Text excerpt:
::::::::

It is a striking moment: ceremonial guards swinging open the Kremlin's golden doors to reveal Russian President Vladimir Putin striding down the red carpet for his 2012 inauguration.

But in the eyes of some, what truly makes the moment remarkable is not the lavishness of the ceremony, or the fact that it is Putin's third presidential term, but the way Putin's right arm lacks the swagger of the rest of his body, resting almost rigidly at his side.

Putin's prominent gait even led to speculation in a 2005 profile in The Atlantic that he had potentially suffered a stroke.

However, a new study may have cracked the mystery surrounding the world's most famous walking stride.

In the paper, neurologist and movement disorder enthusiast Bastiaan Bloem says that Putin, as well as several high-ranking Russian officials, have a "gunslinger's gait" that may have been "triggered by KGB or other forms of weaponry training."

After watching numerous YouTube videos of the Russian president, Bloem was struck by what he classified as a "consistently reduced right-sided arm swing."

Initially, the Dutch professor, who is an expert in Parkinson's disease, considered Putin's reduced arm swing to be an indication of an early phase of the nervous system disorder.

::::::::

Supplied data:
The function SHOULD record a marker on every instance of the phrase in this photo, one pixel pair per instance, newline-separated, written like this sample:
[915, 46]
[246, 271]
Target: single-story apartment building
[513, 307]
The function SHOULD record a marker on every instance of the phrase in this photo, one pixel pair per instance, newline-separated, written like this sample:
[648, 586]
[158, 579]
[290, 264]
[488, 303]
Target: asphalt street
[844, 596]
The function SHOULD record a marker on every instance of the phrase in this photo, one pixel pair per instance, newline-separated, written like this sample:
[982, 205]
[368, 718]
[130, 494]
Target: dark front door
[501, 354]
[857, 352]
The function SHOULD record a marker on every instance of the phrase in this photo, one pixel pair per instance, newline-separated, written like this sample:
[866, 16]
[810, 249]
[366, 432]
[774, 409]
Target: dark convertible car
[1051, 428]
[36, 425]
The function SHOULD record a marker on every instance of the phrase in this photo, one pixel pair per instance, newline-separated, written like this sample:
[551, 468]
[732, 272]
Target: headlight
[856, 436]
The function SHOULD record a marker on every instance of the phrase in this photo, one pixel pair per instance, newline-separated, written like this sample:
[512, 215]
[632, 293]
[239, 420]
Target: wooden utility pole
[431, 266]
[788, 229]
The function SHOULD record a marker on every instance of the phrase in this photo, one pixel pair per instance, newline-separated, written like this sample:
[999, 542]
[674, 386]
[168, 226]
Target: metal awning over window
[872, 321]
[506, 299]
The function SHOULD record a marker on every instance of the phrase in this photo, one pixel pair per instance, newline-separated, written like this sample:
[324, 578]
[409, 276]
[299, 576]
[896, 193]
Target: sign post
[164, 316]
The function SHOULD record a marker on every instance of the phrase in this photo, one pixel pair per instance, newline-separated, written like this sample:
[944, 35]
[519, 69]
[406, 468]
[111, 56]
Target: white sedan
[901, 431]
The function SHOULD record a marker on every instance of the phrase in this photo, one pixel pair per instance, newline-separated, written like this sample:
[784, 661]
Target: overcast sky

::::::::

How to complete this task: In the article about Putin's walk, what did Bloem first take the reduced right arm swing to be a sign of? The listing isn't needed here.

Expected answer: An early phase of Parkinson's disease.